» **Things to do**:
**A)** From the film review, return the passage that begins with the words containing "His movie could" and ends with "They won’t save us.".
**B)** Take the film review further, starting after its final sentence.

» **Document text**:
His movie could have been excellent, but it was only just good. He seemed to be preoccupied with the critique of biomass. He failed to give a sense of: “Well, then, what to do if the current movement is flawed?”

This was not really a Michael Moore film, but I think Michael Moore recognized that Gibbs’ major points involve truths that need to be articulated:

* Industrial civilization can’t be powered by solar and wind. It requires mega-power. Cleaner or more efficient ways of generating that much power won’t save us.

* The major environmental organizations are mini-empires. They won’t save us.

Gibbs can be understood to be saying that, overall, we have way too many people consuming way too much stuff requiring way too much energy while depleting way too many resources and destroying way too much habitat.

(Pointing dataset records)
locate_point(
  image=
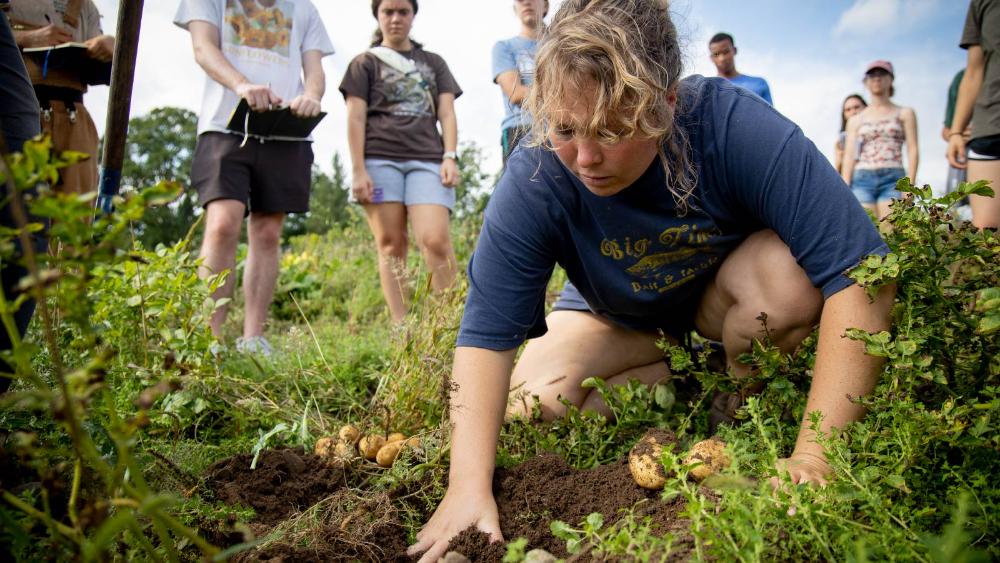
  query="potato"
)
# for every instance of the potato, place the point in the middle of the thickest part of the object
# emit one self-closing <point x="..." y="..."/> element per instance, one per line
<point x="644" y="459"/>
<point x="387" y="453"/>
<point x="711" y="454"/>
<point x="324" y="447"/>
<point x="370" y="445"/>
<point x="345" y="450"/>
<point x="349" y="433"/>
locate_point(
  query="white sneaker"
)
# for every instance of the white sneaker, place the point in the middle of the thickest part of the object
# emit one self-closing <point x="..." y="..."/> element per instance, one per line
<point x="255" y="345"/>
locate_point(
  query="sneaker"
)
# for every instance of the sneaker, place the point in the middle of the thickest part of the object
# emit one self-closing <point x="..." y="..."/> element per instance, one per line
<point x="254" y="345"/>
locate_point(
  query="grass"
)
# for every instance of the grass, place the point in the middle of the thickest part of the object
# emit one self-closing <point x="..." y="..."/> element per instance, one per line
<point x="914" y="481"/>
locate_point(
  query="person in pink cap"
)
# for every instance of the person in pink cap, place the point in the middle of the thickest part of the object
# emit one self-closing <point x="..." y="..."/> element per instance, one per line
<point x="876" y="138"/>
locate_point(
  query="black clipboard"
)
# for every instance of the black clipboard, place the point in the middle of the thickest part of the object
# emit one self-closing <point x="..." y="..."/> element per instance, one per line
<point x="72" y="57"/>
<point x="278" y="122"/>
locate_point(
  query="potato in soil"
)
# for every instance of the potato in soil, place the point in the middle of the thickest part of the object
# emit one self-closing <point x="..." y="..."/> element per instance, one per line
<point x="644" y="458"/>
<point x="387" y="454"/>
<point x="349" y="433"/>
<point x="370" y="445"/>
<point x="324" y="447"/>
<point x="711" y="454"/>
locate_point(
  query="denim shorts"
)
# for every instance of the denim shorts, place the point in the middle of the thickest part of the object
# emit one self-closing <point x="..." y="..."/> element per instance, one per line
<point x="873" y="185"/>
<point x="410" y="182"/>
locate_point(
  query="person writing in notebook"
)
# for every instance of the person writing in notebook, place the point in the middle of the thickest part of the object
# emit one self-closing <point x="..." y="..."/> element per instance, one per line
<point x="46" y="23"/>
<point x="268" y="53"/>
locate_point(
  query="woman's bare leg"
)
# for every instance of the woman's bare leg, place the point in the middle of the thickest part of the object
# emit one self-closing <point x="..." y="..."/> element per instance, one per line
<point x="985" y="210"/>
<point x="580" y="345"/>
<point x="388" y="224"/>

» **Results of the tasks**:
**A)**
His movie could have been excellent, but it was only just good. He seemed to be preoccupied with the critique of biomass. He failed to give a sense of: “Well, then, what to do if the current movement is flawed?”

This was not really a Michael Moore film, but I think Michael Moore recognized that Gibbs’ major points involve truths that need to be articulated:

* Industrial civilization can’t be powered by solar and wind. It requires mega-power. Cleaner or more efficient ways of generating that much power won’t save us.

* The major environmental organizations are mini-empires. They won’t save us.

**B)**
Having a realistic perspective regarding the state of the crisis and regarding the shortcomings of the extant environmental technologies and institutions is worthwhile. Jeff Gibbs could have devoted more of his movie to what he has in mind To Be Done. At the very end he says: What’s been presented might seem overwhelming but “there is a way out of this.” He implies that the answer lies in deconstruction, devolution, and de-growth: “Less must be the new more.” But what he offers is too thin and too vague. One paragraph at the very end.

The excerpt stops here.